• _PAGE EXCERPT_:
··········

From a master of contemporary fiction, a tale of bohemian youth on the make in Mexico City

Two young poets, Jan and Remo, find themselves adrift in Mexico City. Obsessed with poetry, and, above all, with science fiction, they are eager to forge a life in the literary world--or sacrifice themselves to it. Roberto Bolaño's The Spirit of Science Fiction is a story of youth hungry for revolution, notoriety, and sexual adventure, as they work to construct a reality out of the fragments of their dreams.

But as close as these friends are, the city tugs them in opposite directions. Jan withdraws from the world, shutting himself in their shared rooftop apartment where he feverishly composes fan letters to the stars of science fiction and dreams of cosmonauts and Nazis. Meanwhile, Remo runs headfirst into the future, spending his days and nights with a circle of wild young writers, seeking pleasure in the city's labyrinthine streets, rundown cafés, and murky bathhouses.

This kaleidoscopic work of strange and tender beauty is a fitting introduction for readers uninitiated into the thrills of Roberto Bolaño's fiction, and an indispensable addition to an ecstatic and transgressive body of work.

··········

• _RECORDED INFORMATION_:
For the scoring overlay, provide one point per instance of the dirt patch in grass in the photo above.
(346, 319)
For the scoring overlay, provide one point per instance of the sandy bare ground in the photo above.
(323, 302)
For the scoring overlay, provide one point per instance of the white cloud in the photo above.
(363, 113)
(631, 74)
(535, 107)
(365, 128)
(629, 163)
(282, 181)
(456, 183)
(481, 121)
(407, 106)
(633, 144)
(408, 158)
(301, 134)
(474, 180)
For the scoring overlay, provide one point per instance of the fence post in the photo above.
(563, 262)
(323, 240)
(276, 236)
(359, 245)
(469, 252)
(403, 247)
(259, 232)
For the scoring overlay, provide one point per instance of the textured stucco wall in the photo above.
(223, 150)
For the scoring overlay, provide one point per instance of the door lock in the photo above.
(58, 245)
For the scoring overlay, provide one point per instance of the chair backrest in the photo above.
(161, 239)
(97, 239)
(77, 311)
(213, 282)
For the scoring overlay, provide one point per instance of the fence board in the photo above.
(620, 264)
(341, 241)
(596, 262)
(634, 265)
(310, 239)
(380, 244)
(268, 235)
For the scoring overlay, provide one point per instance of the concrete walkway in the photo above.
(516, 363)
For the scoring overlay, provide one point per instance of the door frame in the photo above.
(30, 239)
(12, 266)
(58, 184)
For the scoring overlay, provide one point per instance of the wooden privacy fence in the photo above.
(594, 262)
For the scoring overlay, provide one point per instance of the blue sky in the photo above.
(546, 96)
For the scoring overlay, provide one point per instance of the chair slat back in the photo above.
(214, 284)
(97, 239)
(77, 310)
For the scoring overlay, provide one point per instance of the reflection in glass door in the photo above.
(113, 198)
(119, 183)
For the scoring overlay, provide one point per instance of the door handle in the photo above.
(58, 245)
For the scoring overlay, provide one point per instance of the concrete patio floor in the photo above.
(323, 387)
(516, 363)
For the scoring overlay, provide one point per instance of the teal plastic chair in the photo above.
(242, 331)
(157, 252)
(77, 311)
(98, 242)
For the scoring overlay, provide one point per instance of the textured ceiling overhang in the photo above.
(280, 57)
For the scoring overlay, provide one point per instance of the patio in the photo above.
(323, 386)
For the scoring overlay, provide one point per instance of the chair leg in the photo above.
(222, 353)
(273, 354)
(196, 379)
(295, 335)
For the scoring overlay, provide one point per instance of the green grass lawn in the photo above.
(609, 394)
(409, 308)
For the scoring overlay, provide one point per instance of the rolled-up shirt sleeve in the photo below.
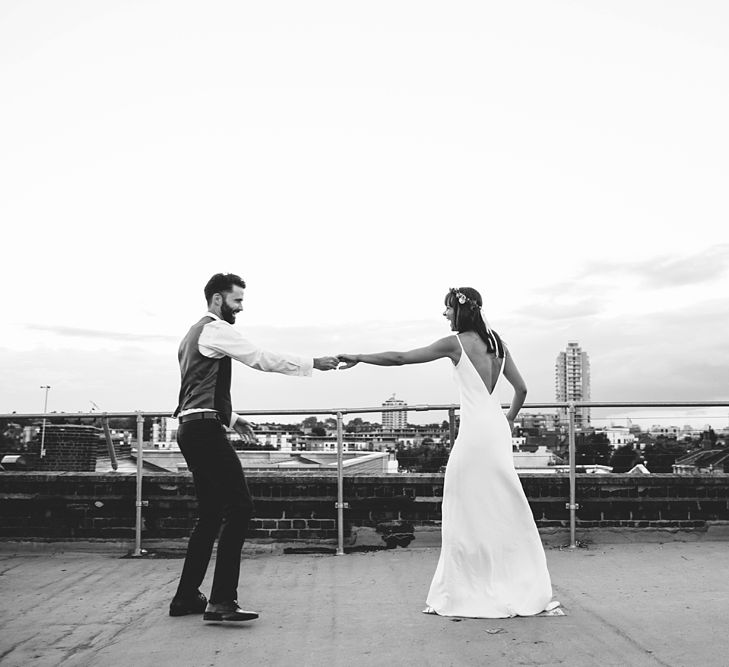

··········

• _REQUIREMENT A_:
Name the places in the city where, according to the book description, Remo goes seeking pleasure.
• _REQUIREMENT B_:
Please copy part of the book description word for word: begin at the words "This kaleidoscopic work" and stop after "body of work.".
• _REQUIREMENT C_:
In the book description, where does Jan shut himself away?

• _COMPLETE ANSWER A_:
- The city's labyrinthine streets
- Rundown cafés
- Murky bathhouses

• _COMPLETE ANSWER B_:
This kaleidoscopic work of strange and tender beauty is a fitting introduction for readers uninitiated into the thrills of Roberto Bolaño's fiction, and an indispensable addition to an ecstatic and transgressive body of work.

• _COMPLETE ANSWER C_:
In the rooftop apartment he shares with Remo.